-- Given instruction --
Can you give all the records again without altering a single character?

-- Data --
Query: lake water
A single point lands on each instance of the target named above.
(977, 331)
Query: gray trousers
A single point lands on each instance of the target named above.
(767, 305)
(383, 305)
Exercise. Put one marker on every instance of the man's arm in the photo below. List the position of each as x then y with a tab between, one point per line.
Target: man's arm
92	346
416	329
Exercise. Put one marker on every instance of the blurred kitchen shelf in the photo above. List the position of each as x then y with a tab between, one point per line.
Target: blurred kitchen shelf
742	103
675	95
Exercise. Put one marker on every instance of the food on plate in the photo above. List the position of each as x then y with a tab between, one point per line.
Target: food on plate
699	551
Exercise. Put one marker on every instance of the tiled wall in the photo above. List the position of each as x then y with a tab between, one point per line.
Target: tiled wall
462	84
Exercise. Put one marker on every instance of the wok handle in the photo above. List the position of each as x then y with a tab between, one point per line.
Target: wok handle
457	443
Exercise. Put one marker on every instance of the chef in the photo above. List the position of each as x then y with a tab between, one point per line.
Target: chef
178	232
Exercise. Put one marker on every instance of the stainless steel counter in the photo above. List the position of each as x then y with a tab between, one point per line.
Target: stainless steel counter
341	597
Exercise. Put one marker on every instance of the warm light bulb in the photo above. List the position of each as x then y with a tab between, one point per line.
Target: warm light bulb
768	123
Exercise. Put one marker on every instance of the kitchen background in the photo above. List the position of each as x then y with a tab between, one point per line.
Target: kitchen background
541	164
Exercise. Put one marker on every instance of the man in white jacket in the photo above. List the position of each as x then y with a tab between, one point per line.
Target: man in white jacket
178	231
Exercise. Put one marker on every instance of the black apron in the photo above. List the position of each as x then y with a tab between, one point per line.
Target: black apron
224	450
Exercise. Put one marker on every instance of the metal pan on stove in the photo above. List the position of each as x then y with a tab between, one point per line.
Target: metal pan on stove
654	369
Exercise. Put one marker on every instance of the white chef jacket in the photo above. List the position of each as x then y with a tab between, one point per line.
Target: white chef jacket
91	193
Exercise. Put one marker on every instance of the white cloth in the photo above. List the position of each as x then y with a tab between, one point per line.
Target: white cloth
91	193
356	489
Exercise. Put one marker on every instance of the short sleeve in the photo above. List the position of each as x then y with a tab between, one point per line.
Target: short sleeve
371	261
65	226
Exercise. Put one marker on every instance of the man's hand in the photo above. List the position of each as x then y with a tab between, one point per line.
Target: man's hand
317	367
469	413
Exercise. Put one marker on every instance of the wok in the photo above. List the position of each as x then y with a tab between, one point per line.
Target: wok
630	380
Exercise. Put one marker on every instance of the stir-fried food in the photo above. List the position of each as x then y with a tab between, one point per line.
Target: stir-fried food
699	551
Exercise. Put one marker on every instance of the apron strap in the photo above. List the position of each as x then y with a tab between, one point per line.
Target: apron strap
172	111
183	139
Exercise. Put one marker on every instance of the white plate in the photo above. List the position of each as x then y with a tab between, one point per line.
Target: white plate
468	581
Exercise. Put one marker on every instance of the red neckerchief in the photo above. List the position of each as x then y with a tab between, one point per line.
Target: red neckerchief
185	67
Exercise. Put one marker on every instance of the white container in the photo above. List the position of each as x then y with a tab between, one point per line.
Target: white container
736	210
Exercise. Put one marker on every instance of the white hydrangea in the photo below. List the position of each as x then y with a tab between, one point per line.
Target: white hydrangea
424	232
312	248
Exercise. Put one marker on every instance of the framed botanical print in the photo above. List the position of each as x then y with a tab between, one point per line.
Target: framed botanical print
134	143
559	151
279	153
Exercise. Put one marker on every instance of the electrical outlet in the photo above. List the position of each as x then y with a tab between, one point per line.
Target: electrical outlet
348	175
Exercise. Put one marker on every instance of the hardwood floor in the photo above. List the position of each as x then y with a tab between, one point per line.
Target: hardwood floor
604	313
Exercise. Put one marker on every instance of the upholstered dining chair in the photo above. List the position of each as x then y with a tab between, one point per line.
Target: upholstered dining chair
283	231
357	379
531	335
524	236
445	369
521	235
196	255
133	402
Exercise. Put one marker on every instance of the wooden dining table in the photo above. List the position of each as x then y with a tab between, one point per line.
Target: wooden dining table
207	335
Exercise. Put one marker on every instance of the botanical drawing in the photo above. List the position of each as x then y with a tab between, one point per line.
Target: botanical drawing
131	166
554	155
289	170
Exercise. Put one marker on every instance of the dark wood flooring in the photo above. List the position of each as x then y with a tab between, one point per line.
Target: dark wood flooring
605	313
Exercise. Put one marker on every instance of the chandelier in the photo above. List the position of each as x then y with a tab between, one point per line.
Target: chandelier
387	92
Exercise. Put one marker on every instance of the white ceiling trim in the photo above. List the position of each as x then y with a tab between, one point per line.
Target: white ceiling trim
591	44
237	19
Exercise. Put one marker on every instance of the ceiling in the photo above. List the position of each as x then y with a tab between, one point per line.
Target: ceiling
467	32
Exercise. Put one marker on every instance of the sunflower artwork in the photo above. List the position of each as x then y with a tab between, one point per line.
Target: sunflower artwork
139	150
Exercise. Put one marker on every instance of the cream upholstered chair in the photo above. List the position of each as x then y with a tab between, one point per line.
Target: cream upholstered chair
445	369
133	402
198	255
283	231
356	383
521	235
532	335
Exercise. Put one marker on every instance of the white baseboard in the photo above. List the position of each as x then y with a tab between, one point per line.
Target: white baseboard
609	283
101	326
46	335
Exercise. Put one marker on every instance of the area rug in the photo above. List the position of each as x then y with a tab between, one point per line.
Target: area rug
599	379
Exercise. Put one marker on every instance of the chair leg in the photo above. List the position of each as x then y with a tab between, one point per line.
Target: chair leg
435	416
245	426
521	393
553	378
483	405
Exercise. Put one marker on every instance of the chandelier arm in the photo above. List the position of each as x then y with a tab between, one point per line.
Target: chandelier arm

-- Response --
Query: lake water
A single point lands on each instance of the target named above.
(977, 331)
Query: gray trousers
A single point lands on each instance of the target named above.
(767, 305)
(383, 305)
Exercise. Put one marker on every instance of the man's arm in the photo below. List the position of each as x then y with a tab between, one point per line.
Target: man's arm
92	346
416	329
Exercise. Put one marker on every instance of the blurred kitchen shelf in the photo above. List the position of each as x then y with a tab between, one point per line.
Target: blurred kitchen shelf
742	103
675	95
Exercise. Put one marker on every instance of the food on plate in the photo above. List the position of each as x then y with a tab between, one point per line.
Target: food on plate
699	551
Exercise. Put one marker on every instance of the tiled wall in the photo above. List the position of each as x then y with a tab between, one point per line.
Target: tiled wall
462	84
Exercise. Put one marker on every instance of the wok handle in the photo above. List the position of each as x then y with a tab between, one point per line.
Target: wok handle
457	443
Exercise. Put one marker on every instance of the chef in the photo above. List the position of each as x then y with a tab between, one point per line.
Target: chef
178	232
Exercise. Put one marker on every instance of the stainless steel counter in the photo above. List the position of each as x then y with a tab between, one point per line.
Target: stainless steel counter
341	597
Exercise. Put one marker on every instance of the warm light bulb in the photo above. List the position of each as x then y with a tab between, one point per line.
Target: warm light bulb
768	123
Exercise. Put one marker on every instance of the kitchen background in the photo above. List the position of each as x then y with a tab between, one point per line.
Target: kitchen background
541	164
Exercise. Put one marker on every instance of the man in white jacket in the photo above. List the position of each as x then y with a tab between, one point per line.
Target: man in white jacket
178	231
Exercise. Put one marker on every instance of the black apron in the photo above. List the position of each as x then y with a tab between, one point per line.
Target: black apron
224	450
Exercise. Put one marker on every instance of the metal pan on stove in the photo above. List the position of each as x then y with a tab between, one point per line.
Target: metal pan on stove
654	369
Exercise. Put one marker on every instance of the white chef jacket in the photo above. List the position of each as x then y with a tab between, one point per line.
Target: white chef jacket
91	193
Exercise. Put one marker on every instance of the white cloth in the photo above. List the position of each as x then y with a tab between, one point per line.
Target: white cloth
91	193
356	489
Exercise. Put one marker on every instance of the short sleeve in the photo above. List the position of each as x then y with a tab between, one point per line.
Target: short sleeve
371	261
65	226
Exercise. Put one marker on every instance of the man's hand in the photo above. List the position of each as x then y with a tab between, one point per line.
Target: man's hand
317	367
469	413
Exercise. Put one marker on every instance of the wok in the photo above. List the position of each as x then y with a tab between, one point per line.
Target: wok
630	380
Exercise. Put one marker on every instance of the stir-fried food in the photo above. List the position of each as x then y with a tab between, one point per line.
Target: stir-fried food
699	551
Exercise. Put one marker on every instance of the apron strap in the photo above. List the position of each as x then y with a tab between, one point per line.
Target: apron strap
172	111
183	139
Exercise. Put one marker on every instance of the white plate in the photo above. List the position of each as x then y with a tab between, one point per line.
Target: white plate
468	581
Exercise. Put one marker on every instance of the red neckerchief in the photo above. List the position of each as x then y with a tab between, one point per line.
Target: red neckerchief
185	67
Exercise. Put one marker on every instance of the white container in the photo above. List the position of each as x then y with a tab between, one point per line.
Target: white container
736	210
Exercise. Put one marker on every instance of the white hydrangea in the photo below. List the position of each as x then y with a tab between, one point per line.
Target: white hydrangea
424	232
312	248
Exercise. Put one marker on every instance of the framed botanical print in the photo above. List the position of each as x then y with a tab between, one point per line.
Target: framed botanical print
134	143
559	151
279	153
Exercise. Put one marker on every instance of the electrical outlet in the photo above. List the position of each as x then y with a tab between, one point per line.
Target: electrical outlet
348	175
Exercise. Put one marker on every instance of the hardwood floor in the photo above. List the position of each as x then y with a tab between, one point per line.
Target: hardwood floor
604	313
Exercise. Put one marker on every instance of the upholstered dining chair in the photo above. List the position of each as x then y with a tab between, one point per line.
Target: upholstered dining chair
283	231
357	379
531	335
524	236
445	369
521	235
196	255
133	402
Exercise. Put one marker on every instance of the wooden dining table in the photo above. List the position of each as x then y with a tab between, one point per line.
Target: wooden dining table
207	335
Exercise. Put one marker on every instance of the botanical drawing in the photo above. List the position of each as x then y with a tab between, one point per line.
Target: botanical drawing
131	166
554	155
289	170
Exercise. Put one marker on every instance of the dark wood flooring in the photo above. List the position of each as x then y with a tab between, one point per line.
Target: dark wood flooring
605	313
Exercise. Put one marker on every instance of the chandelier in the photo above. List the position of each as x then y with a tab between, one point per line.
Target: chandelier
387	92
Exercise. Put one marker on every instance of the white ceiling trim in the photo above. List the position of each as x then y with a tab between, one point per line.
Target: white ceiling trim
591	44
237	19
Exercise. Put one marker on every instance of the ceiling in the photo above. List the position of each as x then y with a tab between, one point per line.
Target: ceiling
467	32
Exercise. Put one marker on every instance of the sunflower artwork in the photo above. List the position of each as x then y with a tab between, one point per line.
Target: sunflower artwork
139	150
Exercise. Put one marker on every instance of the cream upholstered chair in the photo above. List the position of each as x then y with a tab between, one point per line.
Target: cream upholstered chair
445	369
133	402
198	255
283	231
356	383
521	235
532	335
Exercise. Put one marker on every instance of the white baseboard in the photo above. List the position of each as x then y with a tab between, one point per line.
Target: white baseboard
609	283
101	326
46	335
Exercise. Put one marker on every instance of the area rug in the photo above. List the position of each as x then y with a tab between, one point per line.
Target: area rug
599	379
Exercise. Put one marker on every instance of the chair leg in the photo above. List the position of each as x then y with a tab between, one point per line.
Target: chair leg
435	416
245	426
521	393
553	378
483	405
Exercise. Put one marker on every instance of the chandelier arm in the photo above. List the position of each as x then y with a tab between, one point per line.
Target: chandelier arm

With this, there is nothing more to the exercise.